» FRAGMENTO PROPORCIONADO
########

Fuente Agenda de Reflexion
Leonardo Favio (1938-2012) fue el más descollante cineasta argentino y conjugó cultura popular y espectáculo de masas con influencias estéticas muy diversas. Retrato de una sensibilidad atenta al dolor.
PENSAR LO POPULAR. Favio, que murió el lunes 5 de noviembre, trasladó a su cine el atractivo de masas aprendido en su carrera de cantante. Aquí, en locaciones de “Juan Moreira”, uno de sus filmes más exitosos
Por Hugo Salas
A diferencia del semblante atormentado que elegía como cantautor romántico o la seriedad de sus fotos de galán, en las instantáneas periodísticas o casuales a Leonardo Favio se lo ve con la mirada chispeante, una sonrisa en la boca y cierto halo de picardía. Se advierte allí, de inmediato, el mismo fuego que enciende sus voluptuosos y embriagadores movimientos de cámara, desde la escena de los chicos jugando en el río en Crónica de un niño solo (1964) hasta los arabescos del insólito Aniceto (2008), un amor por hacer y por lo hecho que impregna cada fotograma y, según quienes trabajaron con él, lo dotaba de una energía incansable, capaz de llegar al límite de las fuerzas propias y ajenas hasta lograr un instante o una imagen a la altura de su imaginación. Sólo una intensidad semejante explica el vértigo de sus inicios. En 1958, este joven actor proveniente de Mendoza, que había pasado por el seminario y la marina, desembarca en el cine. Su presencia llama la atención de un destacado representante de la industria, Daniel Tinayre, pero sobre todo la de uno de los más prestigiosos realizadores de la época, Leopoldo Torre Nilsson. Si hay que creer en la leyenda, la voluntad de impresionar a María Vaner, su coprotagonista en El secuestrador (Torre Nilsson, 1959), hizo que aquel novato diera sus primeros pasos detrás de cámara y que poco después estrenara Crónica de un niño solo . Lo logró: se casaron y tuvieron dos hijos, y no es para menos si se tiene en cuenta que aquella ópera prima ha sido considerada, en una encuesta realizada por el Museo del Cine, la mejor película argentina de la historia.

########

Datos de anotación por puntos

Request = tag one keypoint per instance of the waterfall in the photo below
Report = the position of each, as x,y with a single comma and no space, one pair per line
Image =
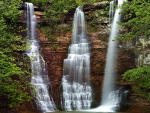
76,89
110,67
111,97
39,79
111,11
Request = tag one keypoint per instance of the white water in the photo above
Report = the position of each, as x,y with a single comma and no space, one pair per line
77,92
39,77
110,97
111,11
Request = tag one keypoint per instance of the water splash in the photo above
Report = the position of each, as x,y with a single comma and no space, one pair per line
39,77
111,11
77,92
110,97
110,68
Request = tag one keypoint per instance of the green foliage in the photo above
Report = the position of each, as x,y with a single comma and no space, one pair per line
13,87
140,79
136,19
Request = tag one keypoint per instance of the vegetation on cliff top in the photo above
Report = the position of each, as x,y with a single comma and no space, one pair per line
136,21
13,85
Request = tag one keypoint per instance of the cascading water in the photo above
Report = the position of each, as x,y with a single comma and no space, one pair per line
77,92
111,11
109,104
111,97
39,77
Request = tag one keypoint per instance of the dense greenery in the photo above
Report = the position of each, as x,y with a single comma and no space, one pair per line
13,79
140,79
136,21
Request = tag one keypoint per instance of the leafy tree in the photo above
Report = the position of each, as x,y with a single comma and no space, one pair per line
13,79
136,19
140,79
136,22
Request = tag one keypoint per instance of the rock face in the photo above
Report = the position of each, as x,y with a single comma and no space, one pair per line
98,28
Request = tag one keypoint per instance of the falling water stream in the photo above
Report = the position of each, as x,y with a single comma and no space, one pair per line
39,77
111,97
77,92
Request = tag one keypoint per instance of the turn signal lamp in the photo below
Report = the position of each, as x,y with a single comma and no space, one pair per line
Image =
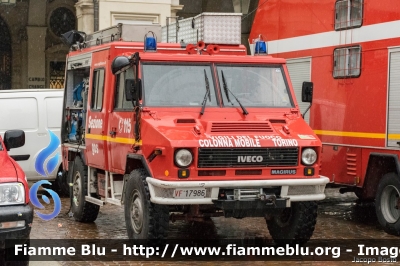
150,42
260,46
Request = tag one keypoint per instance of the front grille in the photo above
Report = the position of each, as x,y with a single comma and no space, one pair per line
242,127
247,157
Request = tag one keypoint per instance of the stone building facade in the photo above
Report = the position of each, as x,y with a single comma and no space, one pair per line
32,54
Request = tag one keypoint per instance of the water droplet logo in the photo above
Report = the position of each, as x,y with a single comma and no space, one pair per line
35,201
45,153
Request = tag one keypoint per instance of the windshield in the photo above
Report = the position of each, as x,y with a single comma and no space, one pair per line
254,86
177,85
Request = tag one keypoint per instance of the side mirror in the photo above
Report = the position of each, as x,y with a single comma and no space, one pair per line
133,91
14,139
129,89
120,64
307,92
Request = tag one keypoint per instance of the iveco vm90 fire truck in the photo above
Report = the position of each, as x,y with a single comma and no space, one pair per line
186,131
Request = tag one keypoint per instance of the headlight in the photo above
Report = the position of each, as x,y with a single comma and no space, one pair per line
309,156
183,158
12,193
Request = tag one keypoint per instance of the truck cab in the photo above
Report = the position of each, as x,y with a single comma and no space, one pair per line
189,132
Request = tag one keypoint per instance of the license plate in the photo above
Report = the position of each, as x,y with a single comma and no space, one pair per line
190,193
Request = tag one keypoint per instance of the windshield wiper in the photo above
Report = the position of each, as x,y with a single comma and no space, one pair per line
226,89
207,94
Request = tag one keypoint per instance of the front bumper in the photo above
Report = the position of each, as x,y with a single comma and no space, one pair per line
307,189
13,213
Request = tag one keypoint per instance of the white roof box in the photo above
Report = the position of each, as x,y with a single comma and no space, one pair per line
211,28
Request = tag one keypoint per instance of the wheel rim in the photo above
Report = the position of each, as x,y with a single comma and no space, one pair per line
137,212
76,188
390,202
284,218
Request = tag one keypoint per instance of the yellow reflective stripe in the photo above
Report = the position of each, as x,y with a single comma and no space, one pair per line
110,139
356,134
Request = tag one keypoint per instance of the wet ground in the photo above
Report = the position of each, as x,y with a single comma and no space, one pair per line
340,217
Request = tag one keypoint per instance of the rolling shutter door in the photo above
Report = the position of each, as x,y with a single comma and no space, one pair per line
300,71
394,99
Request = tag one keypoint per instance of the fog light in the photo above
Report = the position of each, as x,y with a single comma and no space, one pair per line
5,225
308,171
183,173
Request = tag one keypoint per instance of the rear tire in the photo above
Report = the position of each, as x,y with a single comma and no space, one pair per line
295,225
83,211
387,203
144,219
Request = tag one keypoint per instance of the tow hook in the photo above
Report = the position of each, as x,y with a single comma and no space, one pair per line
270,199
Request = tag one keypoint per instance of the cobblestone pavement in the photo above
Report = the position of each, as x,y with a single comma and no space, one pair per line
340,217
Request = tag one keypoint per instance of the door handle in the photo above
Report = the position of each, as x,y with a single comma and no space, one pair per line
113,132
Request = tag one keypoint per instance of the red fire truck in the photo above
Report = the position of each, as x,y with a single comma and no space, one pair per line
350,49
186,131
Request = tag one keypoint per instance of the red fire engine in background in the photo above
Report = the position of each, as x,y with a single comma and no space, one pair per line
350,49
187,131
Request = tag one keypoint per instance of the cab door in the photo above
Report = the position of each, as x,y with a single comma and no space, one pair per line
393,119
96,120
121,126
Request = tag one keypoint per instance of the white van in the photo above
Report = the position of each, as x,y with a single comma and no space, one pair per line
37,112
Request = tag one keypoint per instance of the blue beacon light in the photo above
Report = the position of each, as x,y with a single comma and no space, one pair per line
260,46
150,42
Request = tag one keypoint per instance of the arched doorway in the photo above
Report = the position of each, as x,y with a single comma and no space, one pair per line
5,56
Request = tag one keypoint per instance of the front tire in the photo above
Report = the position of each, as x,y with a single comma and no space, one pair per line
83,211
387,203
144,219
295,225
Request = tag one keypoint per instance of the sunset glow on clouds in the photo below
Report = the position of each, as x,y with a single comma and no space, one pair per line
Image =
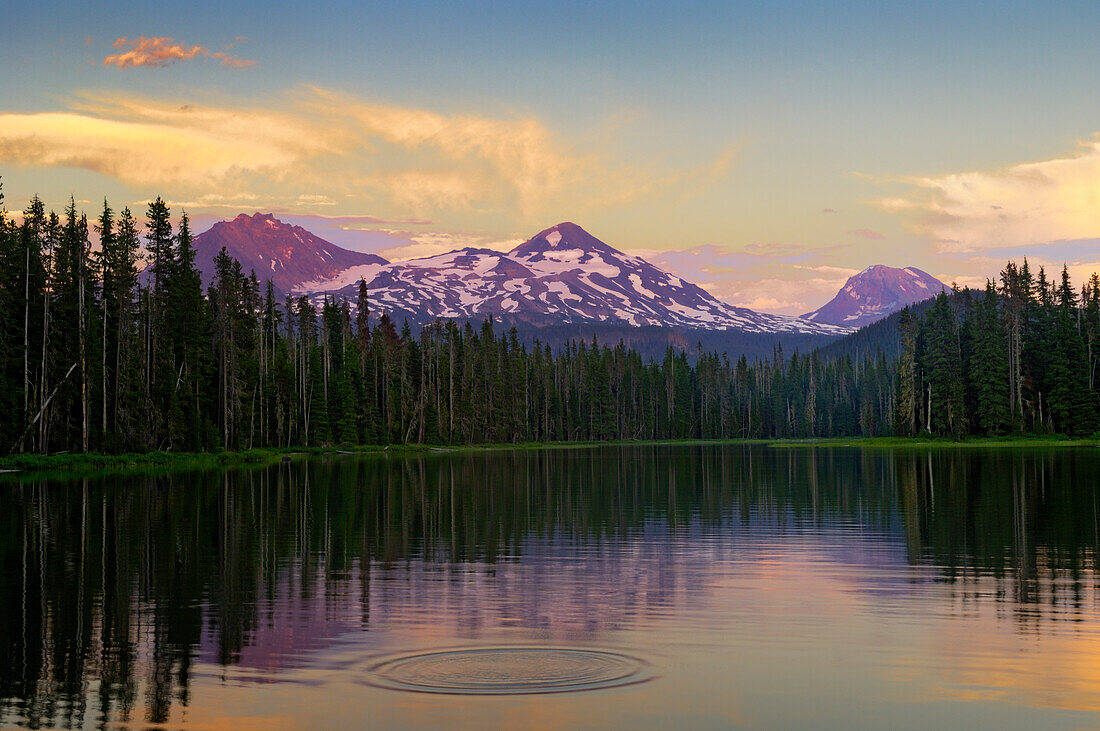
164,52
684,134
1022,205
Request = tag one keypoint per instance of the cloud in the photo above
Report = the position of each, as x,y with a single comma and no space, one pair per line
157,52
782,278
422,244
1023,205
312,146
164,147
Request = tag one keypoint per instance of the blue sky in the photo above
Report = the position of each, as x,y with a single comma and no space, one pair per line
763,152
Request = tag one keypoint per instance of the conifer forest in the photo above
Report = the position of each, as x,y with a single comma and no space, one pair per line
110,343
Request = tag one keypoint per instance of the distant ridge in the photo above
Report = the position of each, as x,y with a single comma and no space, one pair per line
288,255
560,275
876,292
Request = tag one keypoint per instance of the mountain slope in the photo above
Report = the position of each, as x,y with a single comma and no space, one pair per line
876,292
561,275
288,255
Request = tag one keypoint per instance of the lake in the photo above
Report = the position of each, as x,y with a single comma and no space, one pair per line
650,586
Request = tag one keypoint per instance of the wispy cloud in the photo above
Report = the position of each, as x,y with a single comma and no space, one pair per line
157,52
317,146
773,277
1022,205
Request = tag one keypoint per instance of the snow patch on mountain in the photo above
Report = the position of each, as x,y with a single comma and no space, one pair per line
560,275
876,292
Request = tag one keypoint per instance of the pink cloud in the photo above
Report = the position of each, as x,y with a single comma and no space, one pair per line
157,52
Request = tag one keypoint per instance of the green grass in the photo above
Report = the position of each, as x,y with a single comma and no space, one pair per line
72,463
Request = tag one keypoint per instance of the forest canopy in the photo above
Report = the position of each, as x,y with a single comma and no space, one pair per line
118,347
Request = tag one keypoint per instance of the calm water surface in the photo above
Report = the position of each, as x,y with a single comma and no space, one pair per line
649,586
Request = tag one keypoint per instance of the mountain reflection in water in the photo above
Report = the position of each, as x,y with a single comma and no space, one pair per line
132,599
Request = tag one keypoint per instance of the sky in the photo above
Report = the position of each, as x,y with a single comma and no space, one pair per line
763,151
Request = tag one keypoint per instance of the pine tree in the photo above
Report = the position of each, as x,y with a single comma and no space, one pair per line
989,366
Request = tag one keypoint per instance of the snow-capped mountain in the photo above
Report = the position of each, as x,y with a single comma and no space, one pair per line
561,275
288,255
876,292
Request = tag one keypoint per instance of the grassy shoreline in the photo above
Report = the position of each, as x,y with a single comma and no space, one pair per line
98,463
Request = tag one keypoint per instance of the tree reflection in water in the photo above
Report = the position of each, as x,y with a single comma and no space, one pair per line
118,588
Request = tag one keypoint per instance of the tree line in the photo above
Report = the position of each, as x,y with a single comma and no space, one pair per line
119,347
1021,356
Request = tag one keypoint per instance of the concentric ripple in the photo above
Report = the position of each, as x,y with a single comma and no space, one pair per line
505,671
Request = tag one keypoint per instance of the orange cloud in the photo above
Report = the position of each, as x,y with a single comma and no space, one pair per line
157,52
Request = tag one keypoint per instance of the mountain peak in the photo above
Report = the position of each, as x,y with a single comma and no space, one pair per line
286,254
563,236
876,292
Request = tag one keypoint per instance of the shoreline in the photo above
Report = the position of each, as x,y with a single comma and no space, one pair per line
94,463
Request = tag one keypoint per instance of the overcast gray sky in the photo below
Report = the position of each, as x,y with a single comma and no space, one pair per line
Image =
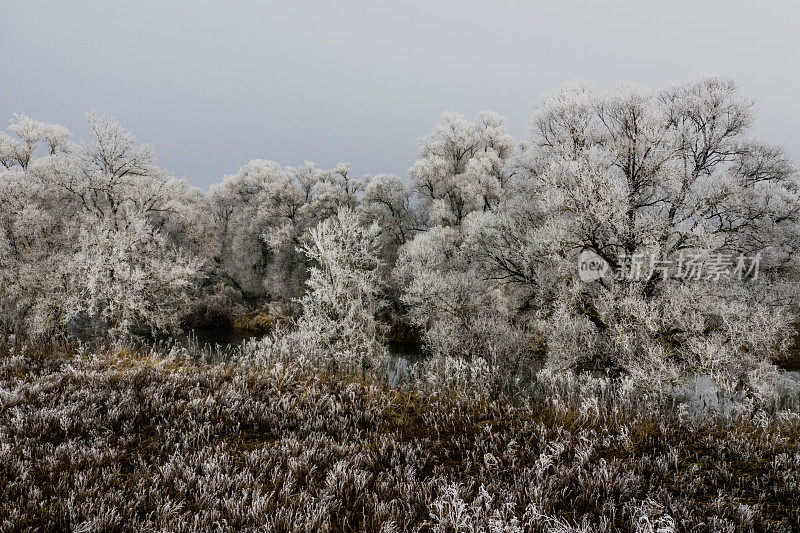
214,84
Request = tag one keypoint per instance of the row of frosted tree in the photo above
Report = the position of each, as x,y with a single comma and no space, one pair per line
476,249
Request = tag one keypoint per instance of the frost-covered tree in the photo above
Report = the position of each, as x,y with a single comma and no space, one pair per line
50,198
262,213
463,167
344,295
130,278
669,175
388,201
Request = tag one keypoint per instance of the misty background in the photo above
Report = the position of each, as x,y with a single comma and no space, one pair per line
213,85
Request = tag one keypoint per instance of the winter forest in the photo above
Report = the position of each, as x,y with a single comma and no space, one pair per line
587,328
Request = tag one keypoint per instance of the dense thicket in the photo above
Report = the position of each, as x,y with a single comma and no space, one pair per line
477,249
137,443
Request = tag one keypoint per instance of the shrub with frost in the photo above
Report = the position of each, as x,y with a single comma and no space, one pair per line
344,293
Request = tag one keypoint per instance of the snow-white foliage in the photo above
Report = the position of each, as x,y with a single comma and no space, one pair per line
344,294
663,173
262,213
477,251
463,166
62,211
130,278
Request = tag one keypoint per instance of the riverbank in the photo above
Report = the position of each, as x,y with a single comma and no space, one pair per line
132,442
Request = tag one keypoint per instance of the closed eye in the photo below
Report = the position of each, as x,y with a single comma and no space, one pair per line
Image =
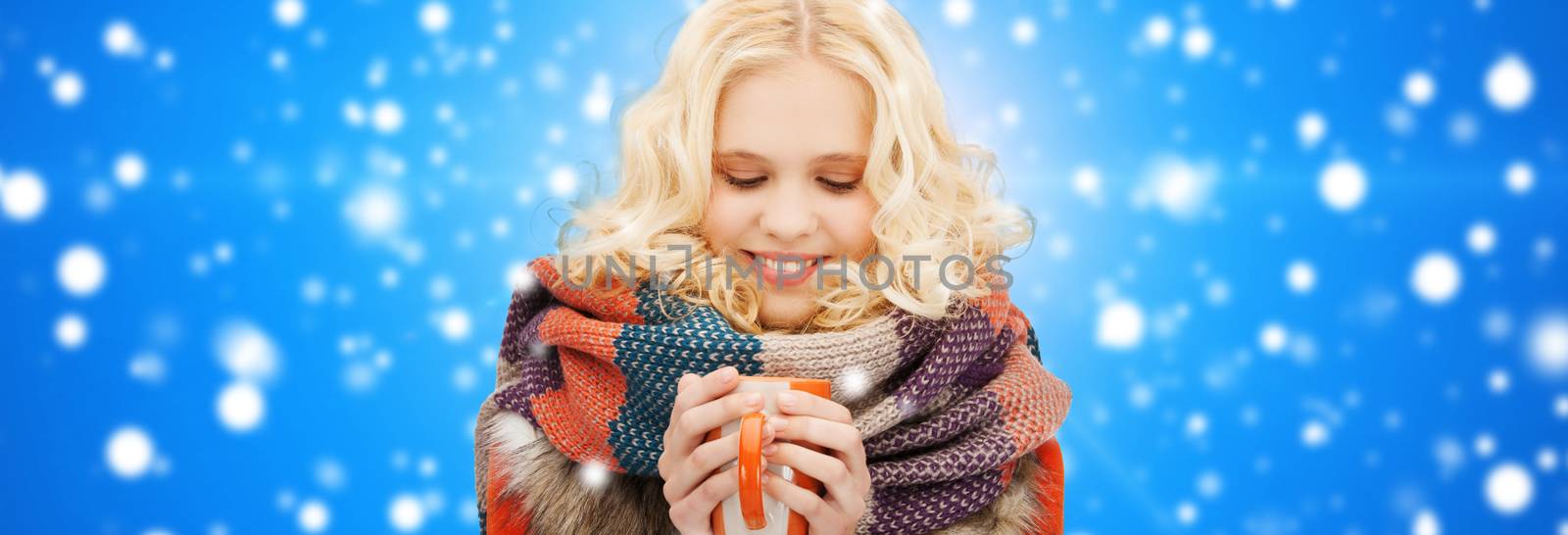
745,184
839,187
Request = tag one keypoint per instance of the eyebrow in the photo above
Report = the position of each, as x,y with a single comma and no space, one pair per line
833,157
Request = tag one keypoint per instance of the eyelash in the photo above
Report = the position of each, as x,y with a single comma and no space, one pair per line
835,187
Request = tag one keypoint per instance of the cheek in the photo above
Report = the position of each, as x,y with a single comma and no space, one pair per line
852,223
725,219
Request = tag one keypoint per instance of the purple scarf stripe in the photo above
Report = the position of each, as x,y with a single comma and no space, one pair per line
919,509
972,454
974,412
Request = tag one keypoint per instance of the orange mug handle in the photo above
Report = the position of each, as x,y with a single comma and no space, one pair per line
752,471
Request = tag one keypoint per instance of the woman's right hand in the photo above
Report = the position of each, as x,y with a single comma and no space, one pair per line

########

» CONSIGNA 1
Reproduzca el tramo del artículo sobre Leonardo Favio que va desde "Fuente Agenda de" hasta "atenta al dolor.", sustituyendo "cineasta" por "director".
» CONSIGNA 2
Responda, con base en el artículo sobre Leonardo Favio, las siguientes preguntas:
(a) ¿En qué año desembarca Favio en el cine?
(b) ¿Quién fue su coprotagonista en El secuestrador?
(c) ¿Qué institución realizó la encuesta que consideró Crónica de un niño solo la mejor película argentina de la historia?
» CONSIGNA 3
Prosiga el artículo sobre Leonardo Favio a partir de su última oración.

» RESPUESTA 1
Fuente Agenda de Reflexion
Leonardo Favio (1938-2012) fue el más descollante director argentino y conjugó cultura popular y espectáculo de masas con influencias estéticas muy diversas. Retrato de una sensibilidad atenta al dolor.

» RESPUESTA 2
(a) En 1958.
(b) María Vaner.
(c) El Museo del Cine.

» RESPUESTA 3
En abierta contradicción con ese entusiasmo, una de las mayores constantes de su cine es la tristeza, la nostalgia, una sensibilidad siempre atenta al dolor, incluso allí donde desfallece y se disfraza de carcajada. La vitalidad y la energía que despliega el acto creador chocan una y otra vez contra ese contexto inane, hostil, lo revelan y desnudan, se erigen, en última instancia, como una acusación definitiva contra un mundo que no está a la altura de la belleza que el artista puede arrancarle. De esta contradicción es hija la ternura con que trata aun a los personajes sobre los que dirige su mirada más dura y descarnada, esa extraña piedad basada en una empatía inmediata con cualquier otro, con todos los demás, en virtud de su mera condición humana.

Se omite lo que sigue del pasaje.